[Source material]
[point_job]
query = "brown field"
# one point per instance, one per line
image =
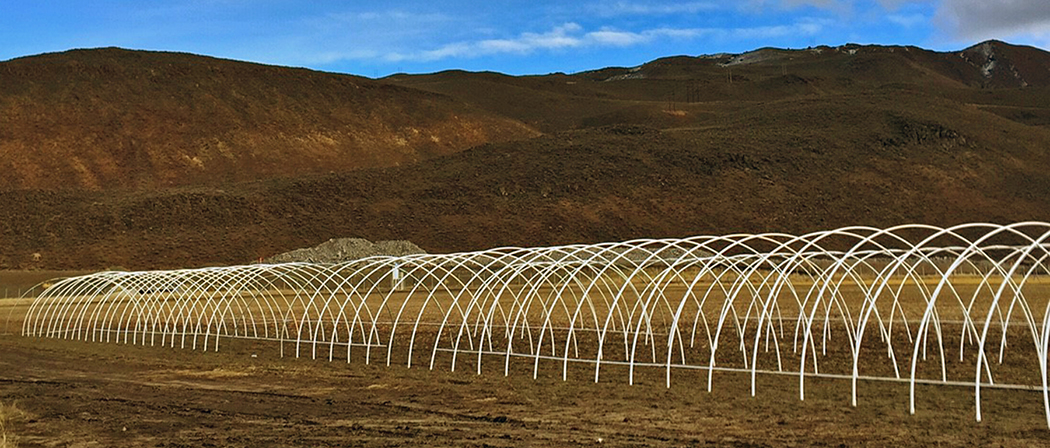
[/Source material]
[Source material]
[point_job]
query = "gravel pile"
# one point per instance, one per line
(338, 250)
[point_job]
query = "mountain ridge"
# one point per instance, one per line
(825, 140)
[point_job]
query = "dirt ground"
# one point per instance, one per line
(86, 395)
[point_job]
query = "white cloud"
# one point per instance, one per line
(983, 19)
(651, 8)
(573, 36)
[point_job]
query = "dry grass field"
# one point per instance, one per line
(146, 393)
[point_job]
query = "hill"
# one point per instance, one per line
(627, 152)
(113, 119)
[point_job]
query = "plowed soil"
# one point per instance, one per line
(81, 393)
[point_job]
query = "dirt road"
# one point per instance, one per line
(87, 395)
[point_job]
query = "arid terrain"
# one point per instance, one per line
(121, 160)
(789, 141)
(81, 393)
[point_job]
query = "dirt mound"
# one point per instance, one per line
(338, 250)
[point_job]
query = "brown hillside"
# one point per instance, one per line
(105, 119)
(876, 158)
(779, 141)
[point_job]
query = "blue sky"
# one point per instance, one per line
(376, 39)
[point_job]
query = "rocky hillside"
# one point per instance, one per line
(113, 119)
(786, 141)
[/Source material]
**Try it**
If the string "field" appears in a line of the entries, report the line.

**Task answer**
query = "brown field"
query = "dry grass field"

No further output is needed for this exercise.